··· Provided text ···
Sunday, October 28, 2012

dohiyi

 


i wrote a blog when i was in a deep place of sorrow last night...full of hurt...i stumbled through a twisted maze of heartache...no place to put all my disappointment at life lately...no place for it to go but down into me and make me sick...

i woke up this morning so much in sorrow i threw up til noon...a headache pounding me...i just could not shake the sadness...

the word dohiyi (cherokee word for peace) kept popping up...my friend karen wrote it on her arm in one of many playful moments and sent the image to me...karen who passed at 51...the treewoman...the elf king...a good person and loved by many...who struggled with her own stuff yet was generous and kind...who loved me even when i didnt feel lovable...i am so grateful for her teachings...i miss her...
···
● What you have to do
Please return the dohiyi blog post above in full, word for word.
··· Recorded information ···
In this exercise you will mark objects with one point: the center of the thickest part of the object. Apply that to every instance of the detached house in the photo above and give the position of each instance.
···
● Completed task
Sunday, October 28, 2012

dohiyi

 


i wrote a blog when i was in a deep place of sorrow last night...full of hurt...i stumbled through a twisted maze of heartache...no place to put all my disappointment at life lately...no place for it to go but down into me and make me sick...

i woke up this morning so much in sorrow i threw up til noon...a headache pounding me...i just could not shake the sadness...

the word dohiyi (cherokee word for peace) kept popping up...my friend karen wrote it on her arm in one of many playful moments and sent the image to me...karen who passed at 51...the treewoman...the elf king...a good person and loved by many...who struggled with her own stuff yet was generous and kind...who loved me even when i didnt feel lovable...i am so grateful for her teachings...i miss her...